OBJECTIF VISÉ:
Ces trois affirmations concordent-elles avec le texte extrait ? Répondez à chacune par oui ou par non, en citant mot pour mot le passage du texte qui tranche.
1. L’étude a été menée par des chercheurs de l’Université d’Ottawa.
2. Les souris femelles infectées montraient plus de comportements associés à la maladie que les souris mâles.
3. Nafissa Ismail est professeure de chimie.

TEXTE EXTRAIT:
━━━━

Des souris et des grippes d’homme

Publié le mardi 1 novembre 2016

Woman smiles in a laboratory in front of a desk with papers, test tubes and a blackboard in the background.

Nafissa Ismail, professeure de psychologie et directrice du laboratoire NISE.

Par Mike Foster

Le débat sur l’existence réelle de la grippe d’homme (ou si les hommes sont simplement de gros bébés) est aussi inévitable que le retour annuel de ladite maladie.

Or, une nouvelle étude menée par des chercheurs de l’Université d’Ottawa donne raison aux hommes. Eh oui, les grands costauds ténébreux qui se transforment en tristes épaves qui grelottent devant leur marathon de The Wire peuvent maintenant blâmer leur physiologie. En effet, lors de leurs expériences, les chercheurs ont constaté que les souris mâles infectées par la grippe montraient plus de comportements associés à la maladie que les souris femelles, que leur température corporelle affichait davantage de fluctuations et qu’elles prenaient plus de temps à se rétablir.

━━━━

DONNÉES FOURNIES:
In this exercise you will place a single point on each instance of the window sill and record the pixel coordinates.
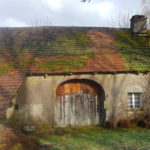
(135, 109)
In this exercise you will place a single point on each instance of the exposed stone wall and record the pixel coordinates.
(9, 85)
(36, 97)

━━━━

RÉPONSE:
1. Oui : « une nouvelle étude menée par des chercheurs de l’Université d’Ottawa »
2. Non : « les souris mâles infectées par la grippe montraient plus de comportements associés à la maladie que les souris femelles »
3. Non : « Nafissa Ismail, professeure de psychologie »